PROBLEM DESCRIPTION: Reproduce the items word for word, from the line containing "Roadside-survey request: point out the dark" through the last line of the items, and include nothing else.

ITEMS:

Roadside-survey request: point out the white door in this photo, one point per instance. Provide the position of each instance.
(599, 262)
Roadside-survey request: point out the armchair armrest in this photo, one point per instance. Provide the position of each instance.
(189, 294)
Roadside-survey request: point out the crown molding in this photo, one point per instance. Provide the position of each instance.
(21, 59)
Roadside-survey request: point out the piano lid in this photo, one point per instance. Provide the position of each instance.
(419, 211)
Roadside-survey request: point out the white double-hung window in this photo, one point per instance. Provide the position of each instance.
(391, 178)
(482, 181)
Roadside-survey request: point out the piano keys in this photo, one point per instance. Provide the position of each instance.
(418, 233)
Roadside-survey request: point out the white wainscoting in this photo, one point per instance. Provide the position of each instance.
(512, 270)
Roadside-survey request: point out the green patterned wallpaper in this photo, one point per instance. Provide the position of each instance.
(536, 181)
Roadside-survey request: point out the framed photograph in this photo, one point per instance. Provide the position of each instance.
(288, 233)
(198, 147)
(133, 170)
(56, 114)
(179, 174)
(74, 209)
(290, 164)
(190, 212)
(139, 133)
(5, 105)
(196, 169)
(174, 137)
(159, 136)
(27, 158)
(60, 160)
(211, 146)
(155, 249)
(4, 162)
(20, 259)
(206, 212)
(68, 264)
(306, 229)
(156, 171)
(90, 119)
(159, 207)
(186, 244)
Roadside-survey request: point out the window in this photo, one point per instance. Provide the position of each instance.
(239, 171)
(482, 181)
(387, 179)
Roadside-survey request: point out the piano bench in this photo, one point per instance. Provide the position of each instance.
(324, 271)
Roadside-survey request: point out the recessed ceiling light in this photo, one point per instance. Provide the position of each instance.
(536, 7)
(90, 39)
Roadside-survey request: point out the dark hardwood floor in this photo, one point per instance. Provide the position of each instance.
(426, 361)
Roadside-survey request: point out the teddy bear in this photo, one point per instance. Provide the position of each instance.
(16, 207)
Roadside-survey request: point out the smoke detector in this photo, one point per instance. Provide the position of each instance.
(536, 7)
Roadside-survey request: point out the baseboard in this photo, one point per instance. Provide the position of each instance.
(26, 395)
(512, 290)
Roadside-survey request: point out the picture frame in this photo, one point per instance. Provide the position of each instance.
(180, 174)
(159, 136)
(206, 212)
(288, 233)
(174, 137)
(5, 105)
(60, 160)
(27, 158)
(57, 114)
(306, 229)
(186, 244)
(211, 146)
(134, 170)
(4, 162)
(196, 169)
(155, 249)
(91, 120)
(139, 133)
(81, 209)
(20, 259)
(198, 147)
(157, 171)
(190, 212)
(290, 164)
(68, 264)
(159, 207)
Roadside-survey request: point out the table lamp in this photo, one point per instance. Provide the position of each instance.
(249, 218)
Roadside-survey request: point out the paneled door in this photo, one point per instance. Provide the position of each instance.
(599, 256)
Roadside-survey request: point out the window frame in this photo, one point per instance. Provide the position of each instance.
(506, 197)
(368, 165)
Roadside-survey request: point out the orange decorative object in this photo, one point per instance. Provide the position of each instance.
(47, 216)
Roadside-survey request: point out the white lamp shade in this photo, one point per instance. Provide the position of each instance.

RESPONSE TO THE EXERCISE:
Roadside-survey request: point out the dark hardwood floor in this photo, one point per instance. Provide the position of each instance.
(426, 361)
Roadside-survey request: point out the teddy bear in this photo, one point per instance. Provide the position of each instance.
(16, 207)
Roadside-survey request: point out the smoke detector in this photo, one point per instance. Provide the position of each instance.
(536, 7)
Roadside-survey request: point out the baseboard in this photo, one point per instance. Provide the position of each instance.
(26, 395)
(512, 290)
Roadside-survey request: point out the picture frame in this photo, one point per instance. Provide the position of each instance.
(180, 174)
(159, 136)
(206, 212)
(288, 233)
(174, 137)
(5, 105)
(60, 160)
(27, 158)
(57, 114)
(306, 229)
(186, 244)
(211, 146)
(134, 170)
(4, 162)
(196, 169)
(155, 249)
(91, 120)
(139, 133)
(81, 209)
(20, 259)
(198, 147)
(157, 171)
(190, 212)
(290, 164)
(68, 264)
(159, 207)
Roadside-survey request: point out the table lamp in this photo, one point per instance. Provide the position of each instance.
(249, 218)
Roadside-survey request: point out the paneled door in this photo, one point per instance. Provide the position of each instance.
(599, 256)
Roadside-survey request: point out the window frame in this photo, one point per instance. Provide the position of each instance.
(506, 197)
(368, 165)
Roadside-survey request: point out the orange decorative object in this photo, one point per instance. Provide the position of each instance.
(47, 216)
Roadside-survey request: point out the white lamp shade in this photo, one point per instance. Provide the position of each instance.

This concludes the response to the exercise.